*** TASK DATA ***

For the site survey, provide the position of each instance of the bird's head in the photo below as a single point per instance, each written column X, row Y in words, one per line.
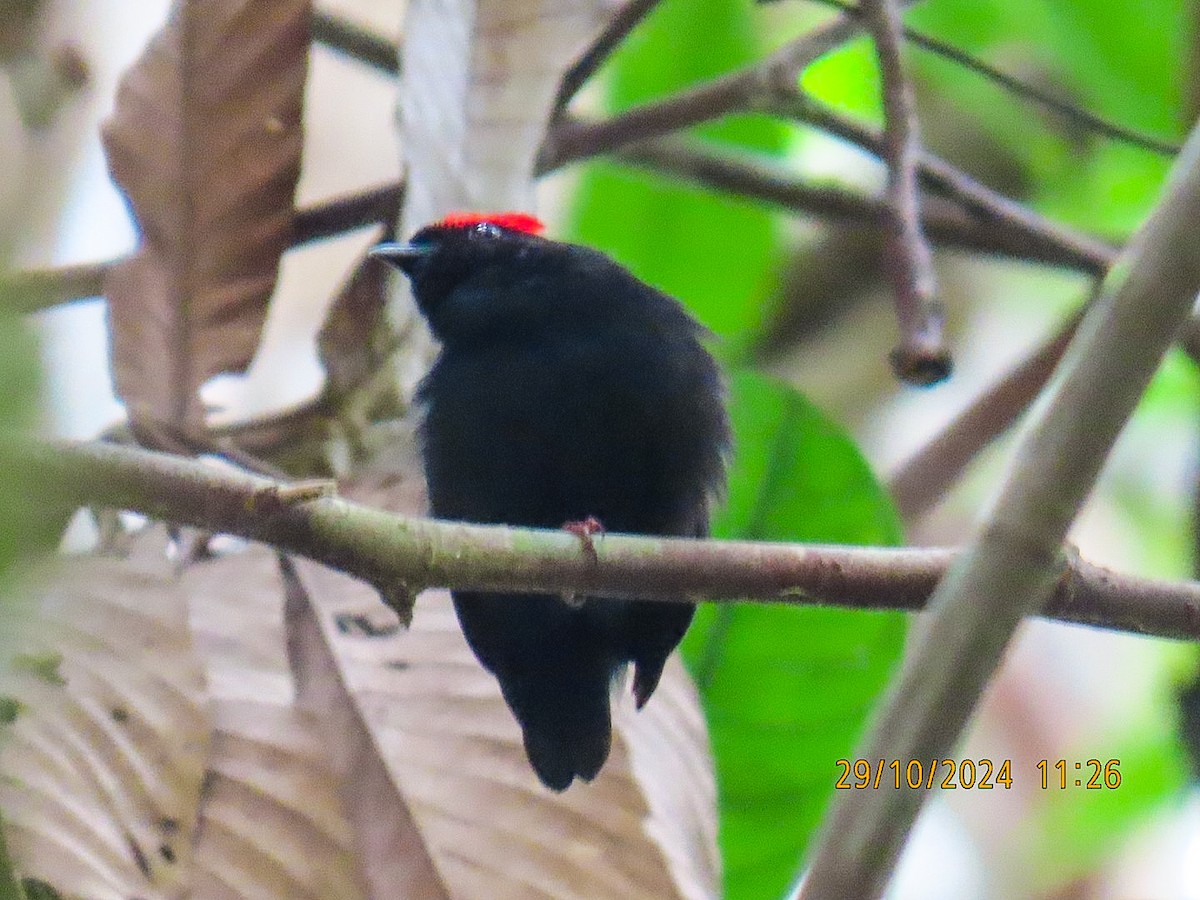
column 473, row 271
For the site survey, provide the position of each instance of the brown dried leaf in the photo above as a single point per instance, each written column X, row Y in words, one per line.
column 205, row 142
column 352, row 340
column 102, row 769
column 271, row 821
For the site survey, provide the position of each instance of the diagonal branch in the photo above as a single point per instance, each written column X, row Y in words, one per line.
column 1071, row 112
column 624, row 21
column 1015, row 561
column 928, row 474
column 921, row 357
column 387, row 550
column 743, row 90
column 955, row 225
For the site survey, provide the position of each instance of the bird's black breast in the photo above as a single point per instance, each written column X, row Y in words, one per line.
column 545, row 419
column 622, row 429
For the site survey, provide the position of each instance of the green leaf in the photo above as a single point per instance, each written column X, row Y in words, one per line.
column 715, row 253
column 786, row 690
column 1073, row 832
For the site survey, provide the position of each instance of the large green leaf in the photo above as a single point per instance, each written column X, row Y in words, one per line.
column 786, row 690
column 1119, row 60
column 715, row 253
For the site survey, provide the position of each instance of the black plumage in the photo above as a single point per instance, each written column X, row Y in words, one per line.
column 565, row 389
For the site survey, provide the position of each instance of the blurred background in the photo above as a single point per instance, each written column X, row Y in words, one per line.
column 802, row 300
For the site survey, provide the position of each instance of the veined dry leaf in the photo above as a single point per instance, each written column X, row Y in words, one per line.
column 437, row 773
column 205, row 142
column 465, row 798
column 271, row 819
column 101, row 772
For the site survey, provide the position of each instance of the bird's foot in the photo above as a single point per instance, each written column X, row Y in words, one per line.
column 583, row 531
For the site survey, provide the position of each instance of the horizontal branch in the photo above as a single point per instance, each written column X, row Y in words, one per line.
column 388, row 550
column 761, row 178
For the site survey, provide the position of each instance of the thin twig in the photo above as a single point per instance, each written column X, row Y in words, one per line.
column 762, row 178
column 387, row 550
column 922, row 480
column 949, row 181
column 1015, row 561
column 736, row 91
column 1071, row 112
column 355, row 42
column 624, row 21
column 921, row 357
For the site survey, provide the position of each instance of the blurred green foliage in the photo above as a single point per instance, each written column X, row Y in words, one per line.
column 786, row 689
column 24, row 528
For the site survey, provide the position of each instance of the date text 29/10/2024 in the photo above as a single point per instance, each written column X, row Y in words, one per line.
column 982, row 774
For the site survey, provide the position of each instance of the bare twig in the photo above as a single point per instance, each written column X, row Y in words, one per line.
column 952, row 183
column 343, row 214
column 947, row 223
column 1069, row 112
column 387, row 550
column 355, row 42
column 737, row 91
column 1014, row 563
column 922, row 480
column 921, row 357
column 624, row 21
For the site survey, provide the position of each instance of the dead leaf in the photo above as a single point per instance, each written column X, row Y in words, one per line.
column 101, row 772
column 205, row 142
column 271, row 821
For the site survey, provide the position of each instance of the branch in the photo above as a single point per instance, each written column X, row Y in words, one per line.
column 624, row 21
column 761, row 178
column 737, row 91
column 40, row 288
column 922, row 480
column 357, row 42
column 387, row 550
column 1014, row 562
column 949, row 181
column 1071, row 112
column 921, row 357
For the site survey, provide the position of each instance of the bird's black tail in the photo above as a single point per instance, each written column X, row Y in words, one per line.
column 567, row 727
column 555, row 666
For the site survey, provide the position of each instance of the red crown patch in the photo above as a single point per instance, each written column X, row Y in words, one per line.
column 513, row 221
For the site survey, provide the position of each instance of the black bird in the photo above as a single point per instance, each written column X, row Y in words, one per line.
column 567, row 390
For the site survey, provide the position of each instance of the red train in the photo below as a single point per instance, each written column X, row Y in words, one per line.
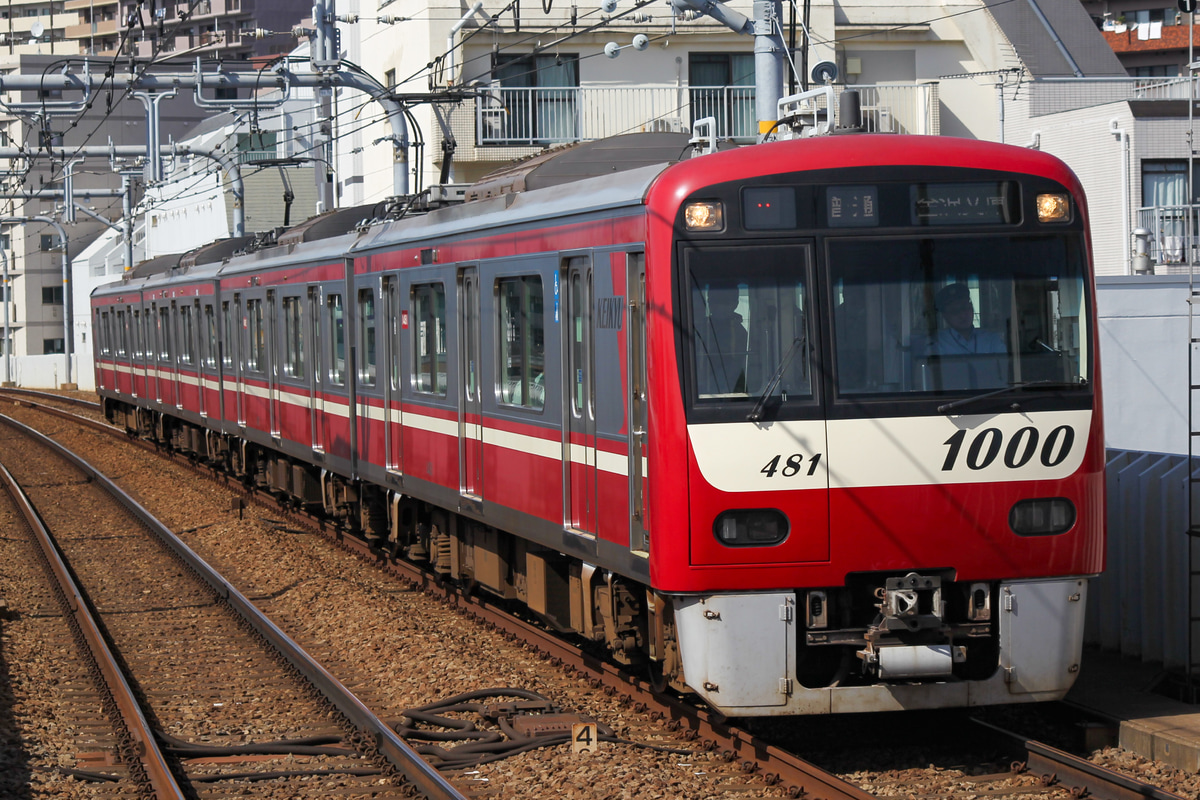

***

#### JOB
Print the entire listing above word for word, from the first line to the last. Leave out the pictures.

#### ANSWER FOR THIS EXERCISE
For the site survey, provide the position of each instance of the bird's head in the photo below as a single point per instance, each written column X, row Y in words, one per line.
column 473, row 271
For the site survey, provide the position of each instance of the brown dried leaf in the photo above as a single point per instance, each written column X, row Y in words, one per line.
column 205, row 142
column 352, row 340
column 102, row 769
column 271, row 821
For the site survey, provide the position of each instance of the diagonal branch in the photo above as a single point per instance, each written column X, row Y in words, one per line.
column 1071, row 112
column 624, row 21
column 1015, row 561
column 928, row 474
column 921, row 357
column 387, row 550
column 743, row 90
column 955, row 225
For the site survey, provide the position of each instance of the bird's black breast in the photo above as a single point per instance, each written column X, row Y in words, one per line.
column 545, row 419
column 622, row 429
For the site survey, provide the position of each instance of the green leaf in the photo above as a single point per instance, each written column X, row Y in words, one per line.
column 715, row 253
column 786, row 690
column 1073, row 832
For the site survey, provide the position of each instance of the large green leaf in the photo above as a single point per instance, each written column X, row Y in words, one per line.
column 786, row 690
column 1119, row 60
column 715, row 253
For the site survey, provide the position of each instance of the black plumage in the photo above as a single point per instance, each written column X, row Y in words, one per line.
column 565, row 389
For the site survey, provide the position of each instance of the blurred background in the photo above as a single point per instance, each written column X, row Y in words, one per line.
column 802, row 300
For the site survey, provide the position of each instance of the veined dry leaf in the photo above as a single point per instance, each written column X, row Y in words, one per line.
column 437, row 773
column 205, row 142
column 465, row 798
column 271, row 819
column 101, row 772
For the site survey, provide the position of each instance of the bird's foot in the photo above as a single point per instance, each written column X, row Y in words, one per line.
column 583, row 531
For the site survey, provide the position of each instance of the horizontal branch in the photo above as a single point per instance, each written column X, row Y in words, one per line.
column 388, row 550
column 761, row 178
For the site survey, provide the position of each instance of the thin twig in the photo above as a single point per instance, each written column X, row Y in words, one per line.
column 762, row 178
column 387, row 550
column 922, row 480
column 949, row 181
column 1015, row 561
column 736, row 91
column 1071, row 112
column 355, row 42
column 624, row 21
column 921, row 357
For the site survey, provide the position of each instance of the blurred green foliage in the photo above as a single point per instance, each written column X, row Y in words, one per line.
column 786, row 689
column 24, row 528
For the site survey, provide the position of each instance of the date text 29/10/2024 in the photo above as a single point per instance, each written column X, row Y in words, one per line.
column 982, row 774
For the site survey, provide the position of each instance of the bare twig in the photo above as a single point per instance, each written column X, row Y in words, one per line.
column 952, row 183
column 343, row 214
column 947, row 223
column 1069, row 112
column 387, row 550
column 355, row 42
column 737, row 91
column 1014, row 563
column 922, row 480
column 921, row 357
column 624, row 21
For the site survey, provide the position of each instance of the dead leaf in the photo above as a single point per instance, each written column X, row Y in words, one per line.
column 101, row 772
column 205, row 142
column 271, row 821
For the site survey, provide the position of each instance of the branch in the photo above as a single point per instance, each written column X, row Y in words, one per line.
column 624, row 21
column 761, row 178
column 737, row 91
column 40, row 288
column 922, row 480
column 357, row 42
column 387, row 550
column 1014, row 562
column 949, row 181
column 1071, row 112
column 921, row 357
For the site survey, provide the position of each instance of the bird's black tail in the photo above as a single point per instance, each written column X, row Y in words, one per line.
column 567, row 727
column 555, row 666
For the site survey, provide the position of each instance of the red crown patch in the photo above as a single point per instance, each written column X, row Y in words, one per line.
column 513, row 221
For the site survey, provide the position of each instance of the black bird in the photo above as a single point per instance, each written column X, row Y in words, one per line.
column 567, row 390
For the site survey, provide the position of each instance of the red train in the photo below as a single point per instance, each written column X, row Y in words, one per line.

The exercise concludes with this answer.